PASSAGE CHOISI.
J'avais hâte de voir la mise en scène. J'ai aimé la
pièce, mais un peu déçue : le docteur participe à
la peinture sociale, et c'était dommage de le supprimer ; Krogstad
jouait très bien - un cran au-dessus des autres.
J'ai lu le livre il y a trois semaines et ai oublié un peu, même
si des choses reviennent en vous écoutant ; mais dans plusieurs
mois, je ne me souviendrai peut-être plus que de la chute.
Monique L
C'est un plaidoyer contre les stéréotypes, contre la possessivité,
pour une communication sérieuse dans un couple et pour l'émancipation
de la femme. Le trait peut paraître parfois forcé, mais cela
n'a rien de choquant pour moi au théâtre.
De nos jours, les rôles assignés à la femme et au
mari sont certes moins caricaturaux, mais peut-on dire que ce qui est
dénoncé ne correspond à aucune vérité
actuelle ? Personnellement je ne le pense pas, même si les
comportements évoluent. Les clichés et injonctions de la
femme parfaite perdurent : bonne mère, bonne épouse,
femme attirante, de bonne humeur, toujours là où on l'attend,
qui sait s'oublier pour les siens, etc.
HELMER - Il n'y a personne qui offre son honneur pour l'être qu'il aime.
NORA - Des milliers de femmes l'ont fait.
Nora et Torvald forment à eux deux le parfait couple de bons bourgeois
qui présente bien. Ils ne sont pas du tout conscients que leur
mariage n'est qu'apparence et fausseté. Nora vit de la manière
dont son mari la fantasme : femme-enfant, femme-objet, petit animal domestique,
trophée à exhiber, une poupée qu'il faut protéger
et guider. L'oppression que subit Nora est insidieuse ; elle est traitée
comme un agrément. Torvald adore Nora, cette femme pleine de vie
dont il entretient les enfantillages. Nora se montre frivole, légère,
naïve et dépensière, alors qu'elle se démène
pour rembourser les dettes accumulées dans le dos de son mari.
Elle est moins écervelée qu'on veut le faire croire. Dans
leurs échanges, Nora et Torvald n'abordent jamais de sujets personnels
ou profonds. Cette absence de communication les conduit à une situation
intenable : Nora doit vivre avec son lourd secret.
Nora n'a sans doute jamais eu envie de remettre en question son statut,
car sa situation est confortable. Sa rébellion se produit lorsque
son couple traverse une crise et qu'il devient nécessaire de redéfinir
leur relation. Nora fait preuve d'un grand courage en quittant une relation
correspondant à ce que la société attendait d'elle,
mais aussi en abandonnant son confort et toutes ses habitudes de vie.
Une question subsiste : que devient-elle après avoir franchi
définitivement le seuil de sa maison, abandonnant enfants et mari
?

CONSIGNE A. Comptez les lignes des enregistrements où figure le mot "grass". Donnez seulement ce nombre.

DONNÉES D'ENTRÉE.
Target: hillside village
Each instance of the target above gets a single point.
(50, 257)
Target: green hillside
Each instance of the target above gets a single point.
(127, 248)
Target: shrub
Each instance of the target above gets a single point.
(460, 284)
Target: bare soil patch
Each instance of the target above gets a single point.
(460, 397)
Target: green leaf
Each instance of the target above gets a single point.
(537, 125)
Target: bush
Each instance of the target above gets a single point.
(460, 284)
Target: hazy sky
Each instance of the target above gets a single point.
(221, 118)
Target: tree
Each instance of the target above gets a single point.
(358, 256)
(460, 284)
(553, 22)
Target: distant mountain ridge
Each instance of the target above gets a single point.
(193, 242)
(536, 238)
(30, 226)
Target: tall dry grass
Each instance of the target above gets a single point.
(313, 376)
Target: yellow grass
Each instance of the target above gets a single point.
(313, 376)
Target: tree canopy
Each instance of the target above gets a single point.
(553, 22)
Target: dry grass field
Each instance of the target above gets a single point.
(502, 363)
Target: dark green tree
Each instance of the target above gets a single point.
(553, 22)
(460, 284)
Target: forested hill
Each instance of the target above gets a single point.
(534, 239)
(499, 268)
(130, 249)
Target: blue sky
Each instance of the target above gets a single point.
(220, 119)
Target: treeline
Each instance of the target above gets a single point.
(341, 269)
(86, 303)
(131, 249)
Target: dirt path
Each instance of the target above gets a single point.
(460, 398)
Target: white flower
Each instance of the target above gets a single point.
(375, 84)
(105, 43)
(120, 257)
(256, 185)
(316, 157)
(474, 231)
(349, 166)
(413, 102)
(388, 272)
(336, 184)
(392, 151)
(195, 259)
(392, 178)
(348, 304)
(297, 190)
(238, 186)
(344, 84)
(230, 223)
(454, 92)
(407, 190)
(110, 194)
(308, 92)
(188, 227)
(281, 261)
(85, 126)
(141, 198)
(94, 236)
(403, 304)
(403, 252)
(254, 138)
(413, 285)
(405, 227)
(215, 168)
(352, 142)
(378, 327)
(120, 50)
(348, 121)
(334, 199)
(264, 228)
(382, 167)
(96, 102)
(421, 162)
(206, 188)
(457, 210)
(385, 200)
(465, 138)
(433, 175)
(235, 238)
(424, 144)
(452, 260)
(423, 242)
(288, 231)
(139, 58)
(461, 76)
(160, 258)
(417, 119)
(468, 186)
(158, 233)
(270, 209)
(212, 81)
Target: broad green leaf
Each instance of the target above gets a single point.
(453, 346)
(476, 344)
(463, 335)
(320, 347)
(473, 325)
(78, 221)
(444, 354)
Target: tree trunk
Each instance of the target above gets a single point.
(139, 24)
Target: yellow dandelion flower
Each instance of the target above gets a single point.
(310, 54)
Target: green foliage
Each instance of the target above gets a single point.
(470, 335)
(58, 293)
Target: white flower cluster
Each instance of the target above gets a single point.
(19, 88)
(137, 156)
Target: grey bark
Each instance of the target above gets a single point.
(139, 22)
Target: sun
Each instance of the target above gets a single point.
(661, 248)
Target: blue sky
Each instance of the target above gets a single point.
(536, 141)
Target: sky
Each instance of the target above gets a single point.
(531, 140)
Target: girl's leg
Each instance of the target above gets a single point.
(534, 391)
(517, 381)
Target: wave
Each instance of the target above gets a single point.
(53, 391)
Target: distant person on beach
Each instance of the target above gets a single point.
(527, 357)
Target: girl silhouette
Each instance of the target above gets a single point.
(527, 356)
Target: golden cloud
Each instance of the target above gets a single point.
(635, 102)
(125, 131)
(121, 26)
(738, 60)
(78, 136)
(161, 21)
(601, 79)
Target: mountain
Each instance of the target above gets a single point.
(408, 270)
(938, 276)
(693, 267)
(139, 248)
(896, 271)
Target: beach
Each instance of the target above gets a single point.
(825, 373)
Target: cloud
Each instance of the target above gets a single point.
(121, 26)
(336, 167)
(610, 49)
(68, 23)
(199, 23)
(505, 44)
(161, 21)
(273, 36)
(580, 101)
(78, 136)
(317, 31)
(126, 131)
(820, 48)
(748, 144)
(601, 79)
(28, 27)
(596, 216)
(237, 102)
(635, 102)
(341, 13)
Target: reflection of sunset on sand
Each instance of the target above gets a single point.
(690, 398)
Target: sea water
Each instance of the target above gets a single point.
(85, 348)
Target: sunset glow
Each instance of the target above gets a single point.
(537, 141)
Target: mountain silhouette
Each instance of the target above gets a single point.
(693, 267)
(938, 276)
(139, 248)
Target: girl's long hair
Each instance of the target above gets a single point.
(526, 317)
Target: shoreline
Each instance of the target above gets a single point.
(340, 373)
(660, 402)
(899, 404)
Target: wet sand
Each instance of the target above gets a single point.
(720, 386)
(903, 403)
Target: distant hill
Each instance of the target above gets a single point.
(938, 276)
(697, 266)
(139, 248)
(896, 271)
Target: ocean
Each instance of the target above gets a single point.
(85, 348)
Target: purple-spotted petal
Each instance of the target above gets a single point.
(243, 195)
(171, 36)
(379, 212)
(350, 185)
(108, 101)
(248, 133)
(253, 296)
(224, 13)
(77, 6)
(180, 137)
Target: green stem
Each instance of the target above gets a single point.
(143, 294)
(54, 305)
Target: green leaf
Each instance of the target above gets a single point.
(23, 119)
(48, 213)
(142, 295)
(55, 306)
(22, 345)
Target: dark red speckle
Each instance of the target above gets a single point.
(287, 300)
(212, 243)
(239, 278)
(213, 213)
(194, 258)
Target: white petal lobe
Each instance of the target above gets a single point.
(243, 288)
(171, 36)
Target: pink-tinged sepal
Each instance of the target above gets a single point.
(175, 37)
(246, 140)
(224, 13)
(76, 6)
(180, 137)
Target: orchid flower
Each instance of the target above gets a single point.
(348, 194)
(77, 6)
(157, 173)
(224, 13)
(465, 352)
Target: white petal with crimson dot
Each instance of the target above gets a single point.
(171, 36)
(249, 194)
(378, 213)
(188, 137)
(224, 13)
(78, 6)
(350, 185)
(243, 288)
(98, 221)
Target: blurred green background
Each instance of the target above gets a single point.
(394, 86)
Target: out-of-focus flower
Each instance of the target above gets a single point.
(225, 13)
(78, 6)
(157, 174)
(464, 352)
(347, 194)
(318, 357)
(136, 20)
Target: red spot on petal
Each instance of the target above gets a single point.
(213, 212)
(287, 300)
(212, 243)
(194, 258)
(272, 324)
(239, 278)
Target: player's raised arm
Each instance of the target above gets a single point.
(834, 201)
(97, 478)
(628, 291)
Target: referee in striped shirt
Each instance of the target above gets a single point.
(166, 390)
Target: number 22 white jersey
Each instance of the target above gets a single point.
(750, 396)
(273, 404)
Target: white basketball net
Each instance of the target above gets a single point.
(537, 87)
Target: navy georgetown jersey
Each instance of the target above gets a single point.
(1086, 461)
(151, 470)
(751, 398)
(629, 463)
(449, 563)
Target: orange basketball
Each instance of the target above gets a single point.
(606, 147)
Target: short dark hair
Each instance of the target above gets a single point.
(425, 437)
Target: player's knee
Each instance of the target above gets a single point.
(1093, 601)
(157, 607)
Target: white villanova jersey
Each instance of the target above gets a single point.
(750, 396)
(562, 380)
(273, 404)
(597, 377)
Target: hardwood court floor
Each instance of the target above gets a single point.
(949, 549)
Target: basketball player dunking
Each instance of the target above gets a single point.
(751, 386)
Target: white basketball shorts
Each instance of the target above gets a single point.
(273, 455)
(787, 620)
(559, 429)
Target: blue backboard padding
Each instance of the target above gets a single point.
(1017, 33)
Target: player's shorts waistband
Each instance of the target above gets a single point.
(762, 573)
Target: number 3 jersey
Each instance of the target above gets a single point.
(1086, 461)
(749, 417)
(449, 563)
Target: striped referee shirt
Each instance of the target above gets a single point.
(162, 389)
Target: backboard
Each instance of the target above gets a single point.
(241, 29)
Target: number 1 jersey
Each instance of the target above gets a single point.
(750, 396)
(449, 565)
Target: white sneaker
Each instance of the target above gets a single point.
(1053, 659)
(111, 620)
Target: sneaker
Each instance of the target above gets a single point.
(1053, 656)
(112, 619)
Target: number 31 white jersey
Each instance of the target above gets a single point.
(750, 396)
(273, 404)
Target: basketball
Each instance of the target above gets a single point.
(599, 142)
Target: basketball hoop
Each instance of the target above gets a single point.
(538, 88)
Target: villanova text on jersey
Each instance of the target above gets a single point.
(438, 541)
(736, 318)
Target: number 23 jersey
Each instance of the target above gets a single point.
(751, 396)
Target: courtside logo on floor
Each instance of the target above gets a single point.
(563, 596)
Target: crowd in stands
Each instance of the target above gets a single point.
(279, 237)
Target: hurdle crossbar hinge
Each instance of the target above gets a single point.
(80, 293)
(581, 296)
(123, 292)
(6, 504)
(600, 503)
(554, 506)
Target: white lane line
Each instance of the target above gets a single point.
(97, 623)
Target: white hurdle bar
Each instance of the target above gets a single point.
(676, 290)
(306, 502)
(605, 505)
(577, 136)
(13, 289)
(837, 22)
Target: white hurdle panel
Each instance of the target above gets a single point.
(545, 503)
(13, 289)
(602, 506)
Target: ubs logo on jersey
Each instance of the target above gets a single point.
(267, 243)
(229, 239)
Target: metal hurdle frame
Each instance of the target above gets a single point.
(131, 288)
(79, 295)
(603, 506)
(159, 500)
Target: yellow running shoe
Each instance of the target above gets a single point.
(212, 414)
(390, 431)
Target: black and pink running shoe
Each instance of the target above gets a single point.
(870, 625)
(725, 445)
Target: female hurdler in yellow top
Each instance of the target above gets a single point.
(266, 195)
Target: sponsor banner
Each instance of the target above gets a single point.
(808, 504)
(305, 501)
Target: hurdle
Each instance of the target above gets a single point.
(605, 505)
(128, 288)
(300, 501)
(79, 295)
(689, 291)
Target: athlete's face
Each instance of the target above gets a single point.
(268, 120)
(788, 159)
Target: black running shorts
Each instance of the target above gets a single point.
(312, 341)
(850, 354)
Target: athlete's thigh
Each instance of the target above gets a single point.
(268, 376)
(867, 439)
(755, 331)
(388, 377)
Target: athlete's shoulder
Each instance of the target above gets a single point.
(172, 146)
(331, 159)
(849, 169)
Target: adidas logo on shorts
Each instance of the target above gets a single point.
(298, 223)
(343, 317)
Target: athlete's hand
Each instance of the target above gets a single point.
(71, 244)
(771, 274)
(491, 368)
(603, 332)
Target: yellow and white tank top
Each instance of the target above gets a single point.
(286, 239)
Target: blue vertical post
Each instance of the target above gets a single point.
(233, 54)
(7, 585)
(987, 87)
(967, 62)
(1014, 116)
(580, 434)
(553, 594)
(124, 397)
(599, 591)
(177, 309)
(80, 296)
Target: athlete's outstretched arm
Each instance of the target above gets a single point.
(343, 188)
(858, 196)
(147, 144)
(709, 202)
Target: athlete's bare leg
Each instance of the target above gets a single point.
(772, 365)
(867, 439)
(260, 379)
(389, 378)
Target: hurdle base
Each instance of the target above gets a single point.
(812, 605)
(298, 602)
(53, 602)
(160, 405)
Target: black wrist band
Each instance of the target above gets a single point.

CONSIGNE B. D'après le passage choisi, comment Nora se montre-t-elle alors qu'elle se démène pour rembourser les dettes ?

SOLUTION COMPLÈTE A. 3

SOLUTION COMPLÈTE B. Nora se montre frivole, légère, naïve et dépensière.